## [EXERCISE BRIEF]
Once you find the line that contains "Where can the green leaf", transcribe it and each line after it through the end of the listing, exactly as written.

## [STUDY MATERIAL]
----------------------------------------

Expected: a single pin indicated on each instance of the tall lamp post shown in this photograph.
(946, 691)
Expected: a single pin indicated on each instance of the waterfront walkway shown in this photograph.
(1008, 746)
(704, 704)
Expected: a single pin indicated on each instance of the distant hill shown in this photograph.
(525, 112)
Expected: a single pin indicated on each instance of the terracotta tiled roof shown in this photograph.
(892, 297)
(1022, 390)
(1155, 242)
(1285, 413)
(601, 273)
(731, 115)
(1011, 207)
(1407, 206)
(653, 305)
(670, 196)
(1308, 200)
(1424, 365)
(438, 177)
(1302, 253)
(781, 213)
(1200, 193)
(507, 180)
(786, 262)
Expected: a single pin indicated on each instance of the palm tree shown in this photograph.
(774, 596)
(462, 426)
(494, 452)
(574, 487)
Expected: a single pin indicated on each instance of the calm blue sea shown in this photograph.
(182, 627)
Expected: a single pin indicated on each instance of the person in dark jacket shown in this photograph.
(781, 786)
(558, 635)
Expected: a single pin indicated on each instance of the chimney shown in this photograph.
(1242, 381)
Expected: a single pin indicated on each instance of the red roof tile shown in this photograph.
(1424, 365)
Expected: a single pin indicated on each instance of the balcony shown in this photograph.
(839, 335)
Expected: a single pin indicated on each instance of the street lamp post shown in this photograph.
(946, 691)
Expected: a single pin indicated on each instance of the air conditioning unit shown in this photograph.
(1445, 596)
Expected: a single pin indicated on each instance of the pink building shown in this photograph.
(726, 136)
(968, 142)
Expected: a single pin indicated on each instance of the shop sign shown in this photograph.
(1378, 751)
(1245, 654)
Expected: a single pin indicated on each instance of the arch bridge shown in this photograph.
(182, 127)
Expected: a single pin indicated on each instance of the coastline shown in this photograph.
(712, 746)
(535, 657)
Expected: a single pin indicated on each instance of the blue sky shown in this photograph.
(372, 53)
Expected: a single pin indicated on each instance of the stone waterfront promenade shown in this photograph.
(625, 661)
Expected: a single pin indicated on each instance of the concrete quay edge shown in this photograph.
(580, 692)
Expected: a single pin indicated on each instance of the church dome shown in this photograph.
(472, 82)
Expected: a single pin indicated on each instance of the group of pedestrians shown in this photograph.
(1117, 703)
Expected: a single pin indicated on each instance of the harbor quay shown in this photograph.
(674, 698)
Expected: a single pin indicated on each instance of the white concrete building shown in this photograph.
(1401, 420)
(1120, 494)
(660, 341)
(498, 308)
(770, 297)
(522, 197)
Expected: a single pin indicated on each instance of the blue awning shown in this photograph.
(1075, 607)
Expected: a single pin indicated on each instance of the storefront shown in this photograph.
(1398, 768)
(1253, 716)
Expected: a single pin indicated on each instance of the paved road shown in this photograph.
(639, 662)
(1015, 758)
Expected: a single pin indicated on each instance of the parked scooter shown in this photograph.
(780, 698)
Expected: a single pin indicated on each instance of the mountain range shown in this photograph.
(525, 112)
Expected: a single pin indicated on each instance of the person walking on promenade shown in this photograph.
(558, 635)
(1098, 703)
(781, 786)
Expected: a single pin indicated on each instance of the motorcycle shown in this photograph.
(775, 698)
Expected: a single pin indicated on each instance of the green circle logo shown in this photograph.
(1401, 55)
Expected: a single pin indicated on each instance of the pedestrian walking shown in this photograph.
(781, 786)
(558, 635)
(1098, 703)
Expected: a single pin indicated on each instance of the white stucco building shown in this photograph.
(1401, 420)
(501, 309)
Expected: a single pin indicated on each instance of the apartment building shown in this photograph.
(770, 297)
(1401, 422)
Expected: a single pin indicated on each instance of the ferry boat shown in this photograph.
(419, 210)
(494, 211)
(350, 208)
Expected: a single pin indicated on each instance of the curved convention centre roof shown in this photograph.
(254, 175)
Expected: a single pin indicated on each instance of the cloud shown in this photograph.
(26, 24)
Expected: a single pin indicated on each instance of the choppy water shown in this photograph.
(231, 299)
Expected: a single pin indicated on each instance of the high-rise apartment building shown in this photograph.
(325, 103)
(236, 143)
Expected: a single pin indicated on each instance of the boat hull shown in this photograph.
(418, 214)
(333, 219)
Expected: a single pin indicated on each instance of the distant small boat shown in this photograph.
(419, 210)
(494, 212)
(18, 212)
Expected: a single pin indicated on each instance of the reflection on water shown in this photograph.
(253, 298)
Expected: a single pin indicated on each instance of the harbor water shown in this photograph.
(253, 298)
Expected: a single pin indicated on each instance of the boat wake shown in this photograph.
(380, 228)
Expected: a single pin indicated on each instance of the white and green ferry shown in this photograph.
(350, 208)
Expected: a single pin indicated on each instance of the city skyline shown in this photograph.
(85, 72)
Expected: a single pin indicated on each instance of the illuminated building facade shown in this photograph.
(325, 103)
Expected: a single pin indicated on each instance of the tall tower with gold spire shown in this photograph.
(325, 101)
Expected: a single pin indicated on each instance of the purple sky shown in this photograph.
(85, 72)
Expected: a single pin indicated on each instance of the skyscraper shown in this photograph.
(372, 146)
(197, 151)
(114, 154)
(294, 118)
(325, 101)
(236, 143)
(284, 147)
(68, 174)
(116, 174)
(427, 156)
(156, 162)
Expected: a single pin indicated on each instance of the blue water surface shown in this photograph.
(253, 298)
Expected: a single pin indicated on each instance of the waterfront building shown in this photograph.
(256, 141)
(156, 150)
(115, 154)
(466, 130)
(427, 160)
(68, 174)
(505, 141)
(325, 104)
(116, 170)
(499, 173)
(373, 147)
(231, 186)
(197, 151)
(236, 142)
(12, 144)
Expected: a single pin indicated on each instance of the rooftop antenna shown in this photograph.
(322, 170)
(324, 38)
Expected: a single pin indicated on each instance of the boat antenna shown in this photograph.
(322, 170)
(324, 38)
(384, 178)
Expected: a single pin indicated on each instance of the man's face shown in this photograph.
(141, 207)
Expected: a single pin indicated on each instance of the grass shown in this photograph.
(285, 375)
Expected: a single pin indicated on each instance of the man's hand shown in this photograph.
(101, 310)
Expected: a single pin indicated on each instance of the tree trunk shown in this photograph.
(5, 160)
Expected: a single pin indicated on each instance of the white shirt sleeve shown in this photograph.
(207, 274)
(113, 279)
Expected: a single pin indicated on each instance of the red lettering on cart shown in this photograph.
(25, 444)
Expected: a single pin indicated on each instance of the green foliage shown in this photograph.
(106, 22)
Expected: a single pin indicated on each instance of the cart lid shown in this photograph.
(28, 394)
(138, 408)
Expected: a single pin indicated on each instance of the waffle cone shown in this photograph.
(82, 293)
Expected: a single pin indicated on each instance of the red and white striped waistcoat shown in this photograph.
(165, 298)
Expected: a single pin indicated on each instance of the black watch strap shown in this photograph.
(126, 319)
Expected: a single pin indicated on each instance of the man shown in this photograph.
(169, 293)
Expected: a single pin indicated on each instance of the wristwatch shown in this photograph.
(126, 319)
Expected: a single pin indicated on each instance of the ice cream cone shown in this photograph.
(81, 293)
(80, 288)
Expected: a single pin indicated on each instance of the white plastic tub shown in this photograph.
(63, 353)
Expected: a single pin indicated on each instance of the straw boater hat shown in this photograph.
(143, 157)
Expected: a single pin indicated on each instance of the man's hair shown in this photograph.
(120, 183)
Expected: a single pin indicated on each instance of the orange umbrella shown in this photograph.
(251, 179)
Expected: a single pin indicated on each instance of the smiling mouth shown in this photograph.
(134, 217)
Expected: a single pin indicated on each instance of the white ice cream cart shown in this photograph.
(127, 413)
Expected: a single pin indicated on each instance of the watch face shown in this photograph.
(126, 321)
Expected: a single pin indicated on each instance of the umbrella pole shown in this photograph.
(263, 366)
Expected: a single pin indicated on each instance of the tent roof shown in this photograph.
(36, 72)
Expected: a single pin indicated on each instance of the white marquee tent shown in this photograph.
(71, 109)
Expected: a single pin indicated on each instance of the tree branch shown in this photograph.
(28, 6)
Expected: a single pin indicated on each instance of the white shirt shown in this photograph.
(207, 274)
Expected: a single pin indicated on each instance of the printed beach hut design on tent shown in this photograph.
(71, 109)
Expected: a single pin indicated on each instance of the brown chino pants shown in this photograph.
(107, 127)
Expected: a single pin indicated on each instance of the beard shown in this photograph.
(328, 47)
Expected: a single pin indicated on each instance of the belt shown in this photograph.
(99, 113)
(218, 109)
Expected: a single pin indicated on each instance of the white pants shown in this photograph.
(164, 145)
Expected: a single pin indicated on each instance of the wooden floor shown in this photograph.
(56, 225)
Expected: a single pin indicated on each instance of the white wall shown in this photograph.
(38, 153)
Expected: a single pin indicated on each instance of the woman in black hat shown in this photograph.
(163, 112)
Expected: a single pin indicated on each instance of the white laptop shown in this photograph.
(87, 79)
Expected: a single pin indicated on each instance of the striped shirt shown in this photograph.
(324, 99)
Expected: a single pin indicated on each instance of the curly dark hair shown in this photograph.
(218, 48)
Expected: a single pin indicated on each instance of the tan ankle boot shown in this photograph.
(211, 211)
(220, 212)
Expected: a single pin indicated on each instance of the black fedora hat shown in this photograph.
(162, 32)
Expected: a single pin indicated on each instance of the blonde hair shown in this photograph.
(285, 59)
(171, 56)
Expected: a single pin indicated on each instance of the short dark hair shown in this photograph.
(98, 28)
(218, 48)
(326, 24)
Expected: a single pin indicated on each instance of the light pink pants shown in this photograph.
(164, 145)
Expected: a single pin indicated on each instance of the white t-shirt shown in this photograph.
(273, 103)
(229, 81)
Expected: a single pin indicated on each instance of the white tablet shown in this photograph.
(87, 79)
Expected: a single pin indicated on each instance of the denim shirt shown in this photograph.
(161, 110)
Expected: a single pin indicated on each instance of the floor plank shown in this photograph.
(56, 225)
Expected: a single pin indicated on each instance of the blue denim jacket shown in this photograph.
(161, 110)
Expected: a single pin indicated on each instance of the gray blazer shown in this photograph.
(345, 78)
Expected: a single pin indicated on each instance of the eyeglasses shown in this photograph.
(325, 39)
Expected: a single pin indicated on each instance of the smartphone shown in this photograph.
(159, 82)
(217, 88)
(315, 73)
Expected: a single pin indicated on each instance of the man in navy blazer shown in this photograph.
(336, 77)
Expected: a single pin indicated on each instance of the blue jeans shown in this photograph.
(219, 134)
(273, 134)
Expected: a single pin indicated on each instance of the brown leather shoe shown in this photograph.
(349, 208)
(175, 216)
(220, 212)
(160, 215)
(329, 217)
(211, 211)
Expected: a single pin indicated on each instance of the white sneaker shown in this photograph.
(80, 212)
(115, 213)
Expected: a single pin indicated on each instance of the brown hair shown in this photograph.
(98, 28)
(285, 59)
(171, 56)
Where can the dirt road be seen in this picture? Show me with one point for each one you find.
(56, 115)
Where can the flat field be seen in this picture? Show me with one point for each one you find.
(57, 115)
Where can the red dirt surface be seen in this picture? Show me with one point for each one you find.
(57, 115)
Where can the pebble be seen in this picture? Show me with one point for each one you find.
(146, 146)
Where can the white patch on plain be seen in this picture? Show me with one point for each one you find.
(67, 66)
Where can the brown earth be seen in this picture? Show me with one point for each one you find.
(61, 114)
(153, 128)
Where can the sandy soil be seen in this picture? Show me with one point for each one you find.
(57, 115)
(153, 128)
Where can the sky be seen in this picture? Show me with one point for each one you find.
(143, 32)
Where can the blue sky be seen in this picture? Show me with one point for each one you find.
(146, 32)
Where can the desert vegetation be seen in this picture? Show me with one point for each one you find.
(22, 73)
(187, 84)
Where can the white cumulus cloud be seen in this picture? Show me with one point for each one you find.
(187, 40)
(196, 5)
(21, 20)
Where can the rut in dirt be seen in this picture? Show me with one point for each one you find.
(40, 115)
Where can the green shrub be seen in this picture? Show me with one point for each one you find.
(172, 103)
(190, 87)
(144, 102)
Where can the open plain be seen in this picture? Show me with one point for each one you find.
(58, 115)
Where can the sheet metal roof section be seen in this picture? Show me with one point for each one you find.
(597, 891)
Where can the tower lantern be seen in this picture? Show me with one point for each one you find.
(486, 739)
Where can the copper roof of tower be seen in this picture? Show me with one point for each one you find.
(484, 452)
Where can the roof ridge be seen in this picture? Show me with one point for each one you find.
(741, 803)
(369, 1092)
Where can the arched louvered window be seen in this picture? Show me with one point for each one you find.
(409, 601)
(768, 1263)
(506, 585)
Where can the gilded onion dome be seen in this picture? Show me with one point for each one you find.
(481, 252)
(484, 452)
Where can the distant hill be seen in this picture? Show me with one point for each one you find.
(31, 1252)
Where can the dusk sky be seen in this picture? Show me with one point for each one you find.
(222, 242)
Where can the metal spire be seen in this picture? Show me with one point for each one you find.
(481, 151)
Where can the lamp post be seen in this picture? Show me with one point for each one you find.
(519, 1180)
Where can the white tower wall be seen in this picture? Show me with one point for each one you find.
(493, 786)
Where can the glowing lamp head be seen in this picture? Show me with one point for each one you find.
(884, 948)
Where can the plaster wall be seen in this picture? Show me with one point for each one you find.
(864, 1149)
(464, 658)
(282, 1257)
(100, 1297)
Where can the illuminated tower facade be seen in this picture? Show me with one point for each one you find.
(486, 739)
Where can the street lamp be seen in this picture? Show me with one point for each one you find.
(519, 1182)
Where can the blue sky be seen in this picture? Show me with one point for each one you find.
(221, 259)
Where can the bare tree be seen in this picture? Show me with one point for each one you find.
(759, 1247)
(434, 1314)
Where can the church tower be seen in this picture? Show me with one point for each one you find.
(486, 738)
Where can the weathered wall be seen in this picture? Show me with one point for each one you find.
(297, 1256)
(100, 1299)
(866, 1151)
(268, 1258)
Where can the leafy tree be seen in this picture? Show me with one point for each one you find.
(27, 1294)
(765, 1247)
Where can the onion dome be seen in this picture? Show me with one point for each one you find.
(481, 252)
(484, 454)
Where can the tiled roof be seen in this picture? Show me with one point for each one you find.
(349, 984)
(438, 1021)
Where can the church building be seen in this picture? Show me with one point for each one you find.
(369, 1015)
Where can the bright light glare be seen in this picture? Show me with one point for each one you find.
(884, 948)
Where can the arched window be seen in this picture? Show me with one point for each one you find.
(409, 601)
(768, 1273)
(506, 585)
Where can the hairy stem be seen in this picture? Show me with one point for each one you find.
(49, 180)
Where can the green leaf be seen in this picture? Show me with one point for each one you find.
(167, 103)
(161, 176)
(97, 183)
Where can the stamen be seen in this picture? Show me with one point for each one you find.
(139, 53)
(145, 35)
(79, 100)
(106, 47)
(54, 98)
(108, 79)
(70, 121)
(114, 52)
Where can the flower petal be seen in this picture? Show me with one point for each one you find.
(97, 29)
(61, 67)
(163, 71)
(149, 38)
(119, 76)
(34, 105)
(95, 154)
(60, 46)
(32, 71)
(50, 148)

----------------------------------------

## [TASK RESPONSE]
Where can the green leaf be seen in this picture? Show me with one point for each one you find.
(167, 103)
(161, 176)
(97, 183)
Where can the stamen be seen in this picture? Show me with one point for each one you find.
(139, 53)
(145, 35)
(79, 100)
(106, 47)
(54, 98)
(108, 79)
(70, 121)
(114, 52)
Where can the flower petal be seen in this picture? Show me with one point for each one you find.
(97, 29)
(61, 67)
(163, 71)
(149, 38)
(119, 76)
(34, 105)
(95, 154)
(60, 46)
(32, 71)
(50, 148)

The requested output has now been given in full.